** start Extract to read **

Output should be “No”, but my solution prints “Yes”. And I got AC for this solution.

This was an important testcase that should have been included.

I took the sum of the heights of all the columns and M cubes and ultimately checked if the total sum was divisible by N (no. of columns) or not. My solution was accepted (my solution) but as stated by grebnesieh, the weak case i.e. when N=6, A=[1,12,12,12,12,12],M=5, the logic produces a ‘YES’ whereas it should produce a ‘NO’. So is it that the judge missed this case, is my code incorrect?

i found the max of array ,added value array elements A[i]-A[N] from M to equal max.
if M<0 it is a ‘NO’ if M=0 then it is ‘YES’.
if M > 0 ,dividing it by N print ‘YES’ if 0 or ‘NO’ if not.

this logic sounds pretty solid ,but it says wrong answer when submitted.

** end Extract to read **
** start Dataset **

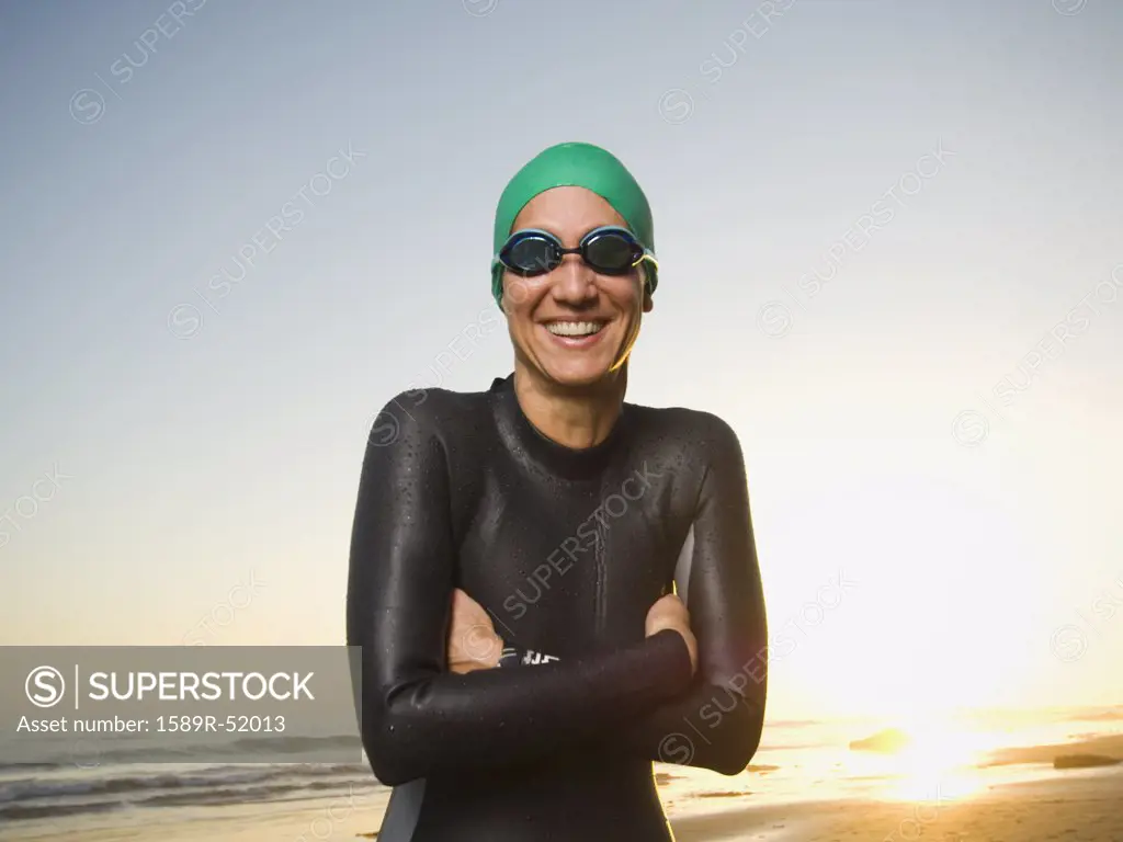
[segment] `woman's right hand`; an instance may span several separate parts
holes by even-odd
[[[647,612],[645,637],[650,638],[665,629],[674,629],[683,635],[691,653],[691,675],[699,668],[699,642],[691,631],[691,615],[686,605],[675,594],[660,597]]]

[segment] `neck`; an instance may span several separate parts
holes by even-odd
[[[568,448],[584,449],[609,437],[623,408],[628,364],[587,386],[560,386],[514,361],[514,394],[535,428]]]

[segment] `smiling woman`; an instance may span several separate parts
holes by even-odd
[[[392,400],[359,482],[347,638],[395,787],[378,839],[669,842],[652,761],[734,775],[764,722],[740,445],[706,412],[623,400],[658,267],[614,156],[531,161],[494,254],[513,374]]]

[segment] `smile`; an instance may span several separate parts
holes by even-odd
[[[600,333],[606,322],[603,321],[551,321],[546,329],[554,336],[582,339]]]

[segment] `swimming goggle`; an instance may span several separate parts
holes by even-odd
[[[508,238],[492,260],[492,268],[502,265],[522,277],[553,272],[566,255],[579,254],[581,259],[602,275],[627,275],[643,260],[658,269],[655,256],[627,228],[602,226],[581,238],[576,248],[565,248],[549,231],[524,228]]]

** end Dataset **

Aim: Rewrite the forum thread starting at "Output should be" and ending at "my code incorrect?", switching "testcase" to "test case". The rows are separate material, unrelated to the forum thread.

Solution:
Output should be “No”, but my solution prints “Yes”. And I got AC for this solution.

This was an important test case that should have been included.

I took the sum of the heights of all the columns and M cubes and ultimately checked if the total sum was divisible by N (no. of columns) or not. My solution was accepted (my solution) but as stated by grebnesieh, the weak case i.e. when N=6, A=[1,12,12,12,12,12],M=5, the logic produces a ‘YES’ whereas it should produce a ‘NO’. So is it that the judge missed this case, is my code incorrect?